%%

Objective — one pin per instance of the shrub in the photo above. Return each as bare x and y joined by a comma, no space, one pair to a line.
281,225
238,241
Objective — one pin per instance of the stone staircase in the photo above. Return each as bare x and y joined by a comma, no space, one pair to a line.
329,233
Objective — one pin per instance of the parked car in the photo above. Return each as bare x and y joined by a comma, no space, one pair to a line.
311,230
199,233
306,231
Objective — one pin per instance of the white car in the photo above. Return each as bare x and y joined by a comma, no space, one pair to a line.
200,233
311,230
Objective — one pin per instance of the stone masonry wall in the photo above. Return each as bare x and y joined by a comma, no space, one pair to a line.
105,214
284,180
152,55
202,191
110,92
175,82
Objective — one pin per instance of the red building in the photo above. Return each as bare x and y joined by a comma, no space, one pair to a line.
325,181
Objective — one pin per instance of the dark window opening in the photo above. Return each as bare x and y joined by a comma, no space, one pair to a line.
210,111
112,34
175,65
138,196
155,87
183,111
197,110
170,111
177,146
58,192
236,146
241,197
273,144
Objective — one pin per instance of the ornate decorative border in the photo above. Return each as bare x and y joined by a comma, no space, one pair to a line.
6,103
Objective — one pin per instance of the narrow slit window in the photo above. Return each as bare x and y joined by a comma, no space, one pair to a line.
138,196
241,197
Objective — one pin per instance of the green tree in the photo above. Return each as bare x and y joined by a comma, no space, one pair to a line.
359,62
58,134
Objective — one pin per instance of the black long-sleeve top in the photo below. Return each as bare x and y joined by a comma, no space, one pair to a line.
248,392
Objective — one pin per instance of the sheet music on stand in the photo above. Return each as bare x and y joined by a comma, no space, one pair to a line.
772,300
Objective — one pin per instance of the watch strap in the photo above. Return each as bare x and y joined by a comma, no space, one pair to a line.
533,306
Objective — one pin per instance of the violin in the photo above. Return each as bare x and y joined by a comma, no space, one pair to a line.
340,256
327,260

%%

> [Given exercise]:
Reproduce every one of the entries above without changing a single word, number, or punctuation mark.

> [Response]:
Objective — one pin per instance of the shrub in the photo above. Return each as bare x and y joined by a comma, no space, one pair to a line.
281,225
238,241
Objective — one pin per instance of the stone staircase in the photo above. Return each as bare x and y joined by a comma, no space, one pair to a line.
329,233
Objective — one pin per instance of the parked car in the photo above. Return each as bare x and y joined by a comma, no space, one pair to a line.
311,230
199,233
306,231
Objective — one pin per instance of the white car in the photo above. Return each as bare x and y joined by a comma, no space, one pair to a line.
200,233
311,230
Objective — one pin per instance of the stone masonry wall in the photo above. Return each as bare x and y joined by a comma, no space, one pair to a line.
105,214
284,180
152,55
202,191
110,92
175,82
Objective — one pin per instance of the red building in the photo above. Return each as bare x and y joined by a comma, no space, one pair to a line.
325,181
Objective — one pin per instance of the dark window opening in the photo above. Return each as bare x and y joined by a comma, no space, one pair to a line.
210,111
112,34
175,65
138,196
155,87
183,111
197,110
170,111
177,146
58,192
236,146
241,197
273,144
Objective — one pin per instance of the ornate decorative border in the photo above. Return each as bare x and y joined by a comma, no space, one pair to a line.
6,103
Objective — one pin per instance of the narrow slit window in the photo above. Return each as bare x and y joined by a comma, no space, one pair to a line.
138,196
241,197
Objective — one pin per instance of the green tree in the photo above. Return each as bare x and y joined by a comma, no space, one pair to a line.
359,62
58,134
Objective — one pin per instance of the black long-sleeve top in the photo below. Return each as bare x and y joined by a comma, no space, one pair to a line.
248,392
Objective — one pin per instance of the sheet music on stand in the photo above. Return each as bare x and y joined by a comma, no space, one pair to a line.
772,300
Objective — one pin per instance of the watch strap in the photo above. Return each as bare x and y joined by a comma, no space, one pair to a line.
533,306
Objective — one pin per instance of the violin in the photo above. Return each as bare x and y joined by a comma, no space, one pair to a line.
340,256
327,260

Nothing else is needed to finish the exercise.